# Input data:

################

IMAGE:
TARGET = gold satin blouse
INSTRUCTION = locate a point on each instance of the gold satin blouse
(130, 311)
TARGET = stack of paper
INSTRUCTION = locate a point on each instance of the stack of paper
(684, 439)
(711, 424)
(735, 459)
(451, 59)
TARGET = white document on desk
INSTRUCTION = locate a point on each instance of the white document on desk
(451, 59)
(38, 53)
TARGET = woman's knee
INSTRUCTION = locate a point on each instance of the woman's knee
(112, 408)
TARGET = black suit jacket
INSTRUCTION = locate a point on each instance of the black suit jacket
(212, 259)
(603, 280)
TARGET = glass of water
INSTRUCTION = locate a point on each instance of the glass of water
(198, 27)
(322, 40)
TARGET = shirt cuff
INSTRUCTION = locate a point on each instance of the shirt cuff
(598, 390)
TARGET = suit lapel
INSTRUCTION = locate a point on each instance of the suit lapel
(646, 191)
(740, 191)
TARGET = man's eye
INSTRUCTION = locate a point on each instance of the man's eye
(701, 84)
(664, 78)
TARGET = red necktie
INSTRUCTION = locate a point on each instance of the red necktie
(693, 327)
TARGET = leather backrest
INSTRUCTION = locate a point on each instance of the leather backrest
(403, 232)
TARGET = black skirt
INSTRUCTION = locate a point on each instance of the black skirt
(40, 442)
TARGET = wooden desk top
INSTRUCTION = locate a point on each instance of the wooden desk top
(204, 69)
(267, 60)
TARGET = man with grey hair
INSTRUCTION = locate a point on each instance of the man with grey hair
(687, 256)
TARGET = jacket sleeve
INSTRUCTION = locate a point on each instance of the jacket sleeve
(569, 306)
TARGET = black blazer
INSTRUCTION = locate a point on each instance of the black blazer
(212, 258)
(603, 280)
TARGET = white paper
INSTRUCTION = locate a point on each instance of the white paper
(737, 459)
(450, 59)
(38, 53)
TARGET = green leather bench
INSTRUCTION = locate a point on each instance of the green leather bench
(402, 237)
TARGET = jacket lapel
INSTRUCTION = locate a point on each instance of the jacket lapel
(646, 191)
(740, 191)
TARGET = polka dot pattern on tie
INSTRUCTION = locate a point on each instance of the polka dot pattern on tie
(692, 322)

################

# What is being asked:
Write out the entire listing so that each line matches the original exactly.

# Written answer:
IMAGE:
TARGET = gold satin blouse
INSTRUCTION = locate a point on each instance of the gold satin blouse
(130, 311)
TARGET = stack of paper
INSTRUCTION = locate a point on each instance of the stack of paper
(684, 439)
(711, 424)
(735, 459)
(451, 59)
TARGET = white document on desk
INSTRUCTION = locate a point on each instance of the white document on desk
(451, 59)
(38, 53)
TARGET = woman's knee
INSTRUCTION = locate a point on each instance of the woman's knee
(112, 408)
TARGET = black suit jacket
INSTRUCTION = locate a point on each instance of the black suit jacket
(212, 259)
(603, 280)
TARGET = glass of water
INSTRUCTION = locate a point on each instance of the glass of water
(198, 27)
(322, 40)
TARGET = shirt cuff
INSTRUCTION = locate a point on each instance of the shirt cuff
(598, 390)
TARGET = suit lapel
INSTRUCTION = locate a point on each instance of the suit lapel
(646, 191)
(740, 191)
TARGET = man's eye
INSTRUCTION = locate a point on each instance of the man's eye
(701, 84)
(664, 78)
TARGET = red necktie
INSTRUCTION = locate a point on each instance of the red necktie
(693, 327)
TARGET = leather backrest
INSTRUCTION = locate a point on each instance of the leather backrest
(403, 232)
TARGET = black skirt
INSTRUCTION = locate a point on each instance of the black skirt
(40, 442)
TARGET = wooden desk top
INSTRUCTION = locate a point on each instance of the wooden desk top
(204, 69)
(267, 60)
TARGET = man with grey hair
INSTRUCTION = locate a point on each instance of the man with grey hair
(687, 256)
TARGET = jacket sleeve
INSTRUCTION = locate a point on each instance of the jacket sleeve
(569, 306)
TARGET = black blazer
INSTRUCTION = locate a point on each instance of the black blazer
(212, 258)
(603, 280)
TARGET = white paper
INSTRUCTION = locate a point on each instance of the white paper
(737, 459)
(450, 59)
(38, 53)
TARGET = green leather bench
INSTRUCTION = locate a point on each instance of the green leather bench
(402, 237)
TARGET = jacket lapel
INSTRUCTION = locate a point on each instance of the jacket lapel
(646, 191)
(740, 191)
TARGET = polka dot pattern on tie
INSTRUCTION = locate a point on each instance of the polka dot pattern on tie
(692, 322)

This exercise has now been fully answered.